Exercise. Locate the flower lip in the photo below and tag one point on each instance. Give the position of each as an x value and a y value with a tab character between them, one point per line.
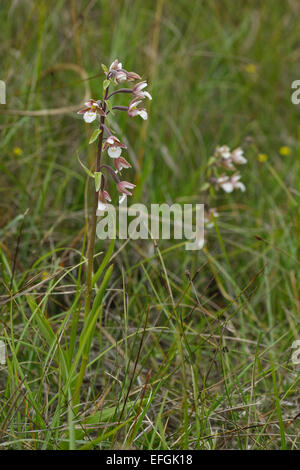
138	93
113	141
237	156
114	151
133	109
121	163
120	75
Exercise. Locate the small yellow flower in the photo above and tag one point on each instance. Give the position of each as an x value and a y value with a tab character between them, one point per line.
250	68
262	157
285	151
18	151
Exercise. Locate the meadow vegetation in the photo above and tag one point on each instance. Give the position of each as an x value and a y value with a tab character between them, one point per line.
184	349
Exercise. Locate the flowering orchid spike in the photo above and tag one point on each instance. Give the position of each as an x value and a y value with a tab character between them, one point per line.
91	111
237	184
123	186
138	93
121	75
102	198
223	152
114	146
228	184
121	163
237	156
133	109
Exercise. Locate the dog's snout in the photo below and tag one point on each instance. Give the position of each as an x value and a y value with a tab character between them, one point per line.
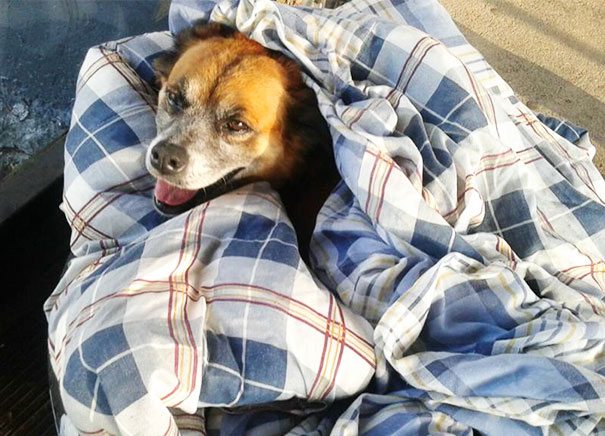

++++++

▸ **Exercise goal**: Please set down each entry word for word, without its images.

▸ **Exercise result**:
Exercise. Locate the flower lip in the photo below and tag one point on each instance. Give the position of each as an x value and a y value with a tab character between them, one point per line.
138	93
113	141
237	156
114	151
133	109
121	163
120	75
Exercise. Locate the small yellow flower in the photo above and tag one point on each instance. Give the position of each as an x value and a y value with a tab character between them, one point per line.
250	68
262	157
285	151
18	151
Exercise. Locate the meadow vegetation in the photo above and tag one point on each instance. Give the position of each as an x value and a y value with a tab character between them, one point per line.
184	349
Exercise. Locate the flowering orchid spike in the photo above and tag one point on each instance. Give the position of each as an x value and a y value with a tab character between them, one point per line.
91	111
237	184
123	186
138	93
121	75
102	198
223	152
114	146
228	184
121	163
237	156
133	109
Exercise. Locate the dog's snout in the photo below and tag one point on each instance. Give the position of each as an x value and a y value with a tab character between them, one point per line.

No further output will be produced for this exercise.